■ **TASK**
Rewrite the material from the line that contains "[tag] one dot per instance, sample [114,418]." through the end, shifting every answer coordinate by adding 72 to each of its numbers. Keep every other line as it is.

■ **EXTRACTED MATERIAL**

---

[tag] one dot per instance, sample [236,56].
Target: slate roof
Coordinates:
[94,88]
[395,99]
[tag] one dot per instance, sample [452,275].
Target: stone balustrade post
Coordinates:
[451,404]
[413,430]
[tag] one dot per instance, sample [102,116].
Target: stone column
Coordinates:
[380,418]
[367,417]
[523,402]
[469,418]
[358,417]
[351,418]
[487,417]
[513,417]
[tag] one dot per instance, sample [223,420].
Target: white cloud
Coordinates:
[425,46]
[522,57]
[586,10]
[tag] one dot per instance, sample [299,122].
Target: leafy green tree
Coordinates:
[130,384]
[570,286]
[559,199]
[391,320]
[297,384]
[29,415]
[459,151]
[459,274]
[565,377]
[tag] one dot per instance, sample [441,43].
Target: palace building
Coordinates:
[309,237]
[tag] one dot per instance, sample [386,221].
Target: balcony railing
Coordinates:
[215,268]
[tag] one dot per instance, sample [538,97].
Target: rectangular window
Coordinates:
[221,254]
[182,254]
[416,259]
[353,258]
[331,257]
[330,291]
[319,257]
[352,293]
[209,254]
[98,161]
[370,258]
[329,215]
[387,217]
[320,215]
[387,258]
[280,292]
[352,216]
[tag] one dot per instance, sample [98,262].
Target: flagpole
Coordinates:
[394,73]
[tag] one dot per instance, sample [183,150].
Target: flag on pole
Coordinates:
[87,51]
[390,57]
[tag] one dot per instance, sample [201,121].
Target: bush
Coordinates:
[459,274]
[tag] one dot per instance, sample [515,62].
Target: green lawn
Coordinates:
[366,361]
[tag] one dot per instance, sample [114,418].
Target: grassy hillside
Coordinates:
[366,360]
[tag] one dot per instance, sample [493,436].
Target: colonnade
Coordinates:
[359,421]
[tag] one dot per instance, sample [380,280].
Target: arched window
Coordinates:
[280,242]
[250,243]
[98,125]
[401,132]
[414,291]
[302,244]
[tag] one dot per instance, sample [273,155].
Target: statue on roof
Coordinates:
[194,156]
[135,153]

---

■ **ANSWER TO THIS EXERCISE**
[tag] one dot per instance, sample [114,418].
Target: grassy hillside
Coordinates:
[438,432]
[tag] one dot per instance, sample [493,436].
Target: colonnade
Coordinates:
[431,493]
[tag] one dot per instance, sample [380,280].
Target: arched window
Coordinates:
[352,314]
[322,315]
[170,197]
[473,204]
[486,363]
[374,316]
[tag] one dot per instance, sample [273,155].
Target: statue on roof
Coordinates:
[266,228]
[207,225]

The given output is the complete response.